Rewrite the items starting at the line that contains "pin: german license" and ending at the last line of the items, swapping "license plate" for "registration plate" and leaving everything else unchanged.
**** Data provided
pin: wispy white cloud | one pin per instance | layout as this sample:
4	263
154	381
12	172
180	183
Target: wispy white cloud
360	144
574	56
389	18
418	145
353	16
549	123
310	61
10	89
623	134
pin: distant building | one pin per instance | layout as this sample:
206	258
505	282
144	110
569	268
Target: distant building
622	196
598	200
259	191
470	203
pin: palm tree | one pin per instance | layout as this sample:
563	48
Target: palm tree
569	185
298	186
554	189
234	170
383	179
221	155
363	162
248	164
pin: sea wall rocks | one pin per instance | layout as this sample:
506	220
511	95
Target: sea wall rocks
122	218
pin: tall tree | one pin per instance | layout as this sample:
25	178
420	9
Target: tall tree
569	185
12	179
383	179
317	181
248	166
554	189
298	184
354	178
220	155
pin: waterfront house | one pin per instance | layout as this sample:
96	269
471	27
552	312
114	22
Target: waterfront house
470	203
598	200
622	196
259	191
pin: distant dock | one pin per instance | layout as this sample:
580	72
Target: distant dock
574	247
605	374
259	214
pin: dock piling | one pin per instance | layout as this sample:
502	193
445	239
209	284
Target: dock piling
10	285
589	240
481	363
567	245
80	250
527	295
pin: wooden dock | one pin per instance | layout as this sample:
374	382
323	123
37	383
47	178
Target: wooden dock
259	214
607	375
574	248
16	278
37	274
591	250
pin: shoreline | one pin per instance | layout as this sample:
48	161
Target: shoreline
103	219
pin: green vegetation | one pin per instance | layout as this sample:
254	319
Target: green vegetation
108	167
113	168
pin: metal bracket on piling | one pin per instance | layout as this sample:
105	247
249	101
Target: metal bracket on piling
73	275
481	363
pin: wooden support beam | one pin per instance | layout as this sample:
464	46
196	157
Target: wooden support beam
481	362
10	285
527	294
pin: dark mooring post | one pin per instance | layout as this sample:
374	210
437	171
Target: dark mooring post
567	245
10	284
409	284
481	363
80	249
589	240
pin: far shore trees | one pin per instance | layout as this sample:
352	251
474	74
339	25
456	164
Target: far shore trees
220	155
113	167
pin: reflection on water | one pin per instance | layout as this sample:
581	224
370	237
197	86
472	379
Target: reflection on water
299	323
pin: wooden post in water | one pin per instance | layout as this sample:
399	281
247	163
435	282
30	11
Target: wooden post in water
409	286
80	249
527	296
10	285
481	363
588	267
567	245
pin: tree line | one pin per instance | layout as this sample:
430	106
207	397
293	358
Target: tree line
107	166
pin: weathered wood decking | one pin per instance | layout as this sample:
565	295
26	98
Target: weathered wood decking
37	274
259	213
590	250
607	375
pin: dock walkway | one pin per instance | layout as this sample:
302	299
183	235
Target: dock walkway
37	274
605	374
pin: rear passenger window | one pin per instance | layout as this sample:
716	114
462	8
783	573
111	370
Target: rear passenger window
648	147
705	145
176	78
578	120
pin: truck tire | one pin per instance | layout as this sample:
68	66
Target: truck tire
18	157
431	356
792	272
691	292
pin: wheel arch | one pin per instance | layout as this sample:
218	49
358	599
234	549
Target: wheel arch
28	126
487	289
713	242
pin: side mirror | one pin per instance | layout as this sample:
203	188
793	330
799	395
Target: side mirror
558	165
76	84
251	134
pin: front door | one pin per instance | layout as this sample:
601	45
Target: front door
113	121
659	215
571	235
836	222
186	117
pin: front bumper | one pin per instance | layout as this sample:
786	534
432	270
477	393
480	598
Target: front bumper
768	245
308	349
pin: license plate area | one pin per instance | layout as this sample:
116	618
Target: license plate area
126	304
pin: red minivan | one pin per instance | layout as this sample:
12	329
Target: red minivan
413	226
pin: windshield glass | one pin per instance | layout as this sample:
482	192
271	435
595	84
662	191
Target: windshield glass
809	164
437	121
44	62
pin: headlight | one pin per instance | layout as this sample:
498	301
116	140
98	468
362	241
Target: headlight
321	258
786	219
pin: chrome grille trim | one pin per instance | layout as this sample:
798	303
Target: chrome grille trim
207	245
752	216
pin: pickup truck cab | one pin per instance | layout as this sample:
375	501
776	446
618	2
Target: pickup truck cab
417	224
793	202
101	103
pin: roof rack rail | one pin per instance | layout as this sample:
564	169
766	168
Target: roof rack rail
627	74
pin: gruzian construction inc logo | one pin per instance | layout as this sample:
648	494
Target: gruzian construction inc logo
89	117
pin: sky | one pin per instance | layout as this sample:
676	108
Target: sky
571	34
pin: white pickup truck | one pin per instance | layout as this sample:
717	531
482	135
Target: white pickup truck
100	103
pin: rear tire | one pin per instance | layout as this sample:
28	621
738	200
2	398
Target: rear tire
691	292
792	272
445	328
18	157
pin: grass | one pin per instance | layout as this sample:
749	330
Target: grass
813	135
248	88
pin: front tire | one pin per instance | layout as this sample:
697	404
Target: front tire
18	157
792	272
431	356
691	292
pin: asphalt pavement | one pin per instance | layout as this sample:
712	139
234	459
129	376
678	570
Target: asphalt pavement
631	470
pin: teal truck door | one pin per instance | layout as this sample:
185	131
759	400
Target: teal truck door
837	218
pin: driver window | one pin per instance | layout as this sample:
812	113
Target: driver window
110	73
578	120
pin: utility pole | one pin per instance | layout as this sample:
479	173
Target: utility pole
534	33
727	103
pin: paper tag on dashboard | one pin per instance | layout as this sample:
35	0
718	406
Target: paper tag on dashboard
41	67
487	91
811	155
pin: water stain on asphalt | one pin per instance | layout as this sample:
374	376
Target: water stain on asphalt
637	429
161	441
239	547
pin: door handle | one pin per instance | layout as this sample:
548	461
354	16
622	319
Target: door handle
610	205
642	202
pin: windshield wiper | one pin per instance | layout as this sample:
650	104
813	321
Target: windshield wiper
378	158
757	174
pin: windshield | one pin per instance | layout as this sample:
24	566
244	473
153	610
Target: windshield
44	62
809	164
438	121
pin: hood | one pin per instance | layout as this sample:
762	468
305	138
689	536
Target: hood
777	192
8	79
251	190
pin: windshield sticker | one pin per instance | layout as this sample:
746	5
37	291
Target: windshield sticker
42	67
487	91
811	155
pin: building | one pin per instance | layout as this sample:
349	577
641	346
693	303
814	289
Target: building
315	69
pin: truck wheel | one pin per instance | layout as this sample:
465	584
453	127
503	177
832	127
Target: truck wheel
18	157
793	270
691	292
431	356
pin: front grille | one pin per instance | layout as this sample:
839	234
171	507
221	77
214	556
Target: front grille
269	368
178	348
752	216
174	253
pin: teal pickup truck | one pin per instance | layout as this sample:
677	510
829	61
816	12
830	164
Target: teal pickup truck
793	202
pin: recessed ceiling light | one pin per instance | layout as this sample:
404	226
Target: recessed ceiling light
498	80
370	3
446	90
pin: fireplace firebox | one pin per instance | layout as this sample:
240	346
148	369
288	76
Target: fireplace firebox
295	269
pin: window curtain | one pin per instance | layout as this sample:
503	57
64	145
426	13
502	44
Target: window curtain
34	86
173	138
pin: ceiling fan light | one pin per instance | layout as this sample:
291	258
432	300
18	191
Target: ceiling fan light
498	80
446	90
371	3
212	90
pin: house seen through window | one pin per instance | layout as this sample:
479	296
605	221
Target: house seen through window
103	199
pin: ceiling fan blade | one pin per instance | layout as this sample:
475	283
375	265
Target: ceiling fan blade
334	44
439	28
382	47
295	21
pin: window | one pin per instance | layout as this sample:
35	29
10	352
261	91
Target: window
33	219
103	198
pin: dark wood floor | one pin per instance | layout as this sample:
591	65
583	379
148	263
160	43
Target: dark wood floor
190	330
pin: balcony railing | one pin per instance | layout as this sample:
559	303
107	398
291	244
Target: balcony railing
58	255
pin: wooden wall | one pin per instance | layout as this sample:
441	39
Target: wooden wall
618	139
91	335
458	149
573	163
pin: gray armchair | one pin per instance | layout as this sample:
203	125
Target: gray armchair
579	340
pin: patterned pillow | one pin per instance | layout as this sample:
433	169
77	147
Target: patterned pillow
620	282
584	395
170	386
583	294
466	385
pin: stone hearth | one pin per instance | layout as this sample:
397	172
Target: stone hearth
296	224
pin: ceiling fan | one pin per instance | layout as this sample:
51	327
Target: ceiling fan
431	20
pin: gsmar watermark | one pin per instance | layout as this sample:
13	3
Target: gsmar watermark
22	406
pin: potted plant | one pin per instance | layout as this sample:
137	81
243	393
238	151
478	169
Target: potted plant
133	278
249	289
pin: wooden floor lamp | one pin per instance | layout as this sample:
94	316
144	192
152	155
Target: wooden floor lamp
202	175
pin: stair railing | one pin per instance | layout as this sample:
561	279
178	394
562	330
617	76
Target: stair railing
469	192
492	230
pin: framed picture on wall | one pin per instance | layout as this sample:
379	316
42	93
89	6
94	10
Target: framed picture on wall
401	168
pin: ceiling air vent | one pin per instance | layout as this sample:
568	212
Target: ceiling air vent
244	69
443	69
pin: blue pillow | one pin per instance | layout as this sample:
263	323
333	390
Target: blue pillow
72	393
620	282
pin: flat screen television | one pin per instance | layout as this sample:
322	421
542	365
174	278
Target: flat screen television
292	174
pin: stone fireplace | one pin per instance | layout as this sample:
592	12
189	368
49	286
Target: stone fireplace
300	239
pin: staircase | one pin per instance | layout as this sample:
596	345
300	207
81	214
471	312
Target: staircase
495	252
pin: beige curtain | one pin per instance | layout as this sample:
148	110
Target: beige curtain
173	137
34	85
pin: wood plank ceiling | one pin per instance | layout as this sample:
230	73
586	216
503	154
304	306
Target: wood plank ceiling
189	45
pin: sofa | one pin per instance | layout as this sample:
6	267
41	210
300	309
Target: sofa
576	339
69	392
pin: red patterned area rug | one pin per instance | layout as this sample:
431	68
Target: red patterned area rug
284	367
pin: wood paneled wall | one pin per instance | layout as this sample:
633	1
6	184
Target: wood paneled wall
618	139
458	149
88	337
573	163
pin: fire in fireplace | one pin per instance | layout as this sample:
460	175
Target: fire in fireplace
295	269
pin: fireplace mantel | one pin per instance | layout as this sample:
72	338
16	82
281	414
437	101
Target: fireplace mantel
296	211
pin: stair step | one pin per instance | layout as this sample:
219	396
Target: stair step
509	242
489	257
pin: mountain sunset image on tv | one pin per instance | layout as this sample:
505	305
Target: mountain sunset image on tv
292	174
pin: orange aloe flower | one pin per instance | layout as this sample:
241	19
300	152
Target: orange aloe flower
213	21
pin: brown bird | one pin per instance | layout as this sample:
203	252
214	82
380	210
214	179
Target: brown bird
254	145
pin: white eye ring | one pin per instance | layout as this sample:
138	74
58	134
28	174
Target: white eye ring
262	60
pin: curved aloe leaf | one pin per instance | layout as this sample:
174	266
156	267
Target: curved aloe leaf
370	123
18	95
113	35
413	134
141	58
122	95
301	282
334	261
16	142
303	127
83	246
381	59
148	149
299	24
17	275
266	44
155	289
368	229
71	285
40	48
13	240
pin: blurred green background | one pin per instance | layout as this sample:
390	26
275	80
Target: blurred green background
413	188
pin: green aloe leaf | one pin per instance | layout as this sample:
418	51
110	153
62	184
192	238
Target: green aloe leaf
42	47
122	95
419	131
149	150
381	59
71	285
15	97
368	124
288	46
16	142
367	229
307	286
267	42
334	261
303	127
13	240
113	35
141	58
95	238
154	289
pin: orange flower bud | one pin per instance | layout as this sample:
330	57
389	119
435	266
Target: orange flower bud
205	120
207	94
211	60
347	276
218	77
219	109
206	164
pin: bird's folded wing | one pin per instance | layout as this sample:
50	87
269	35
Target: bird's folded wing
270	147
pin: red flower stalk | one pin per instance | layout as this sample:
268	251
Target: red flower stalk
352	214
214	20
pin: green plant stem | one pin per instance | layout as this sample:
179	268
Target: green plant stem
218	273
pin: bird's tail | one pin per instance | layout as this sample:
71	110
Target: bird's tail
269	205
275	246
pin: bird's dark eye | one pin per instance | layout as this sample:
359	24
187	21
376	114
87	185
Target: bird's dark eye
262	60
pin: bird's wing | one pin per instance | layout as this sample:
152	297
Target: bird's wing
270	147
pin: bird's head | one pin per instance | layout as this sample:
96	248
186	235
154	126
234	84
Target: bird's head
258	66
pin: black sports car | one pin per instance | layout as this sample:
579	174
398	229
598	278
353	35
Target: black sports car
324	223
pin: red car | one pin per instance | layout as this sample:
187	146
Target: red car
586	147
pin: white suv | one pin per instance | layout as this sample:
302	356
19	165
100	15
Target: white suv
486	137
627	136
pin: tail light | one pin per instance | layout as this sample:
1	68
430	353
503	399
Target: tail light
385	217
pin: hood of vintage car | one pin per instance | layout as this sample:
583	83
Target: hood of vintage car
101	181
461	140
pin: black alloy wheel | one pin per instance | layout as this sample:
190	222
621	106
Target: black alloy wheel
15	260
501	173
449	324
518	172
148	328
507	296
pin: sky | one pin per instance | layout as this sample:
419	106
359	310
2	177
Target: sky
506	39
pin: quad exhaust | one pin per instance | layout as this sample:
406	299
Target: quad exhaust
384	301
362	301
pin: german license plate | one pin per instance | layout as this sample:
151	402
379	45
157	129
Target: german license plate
********
- **Response to this task**:
pin: german registration plate | one pin per instance | layout as this sample:
151	402
379	45
157	129
Target: german registration plate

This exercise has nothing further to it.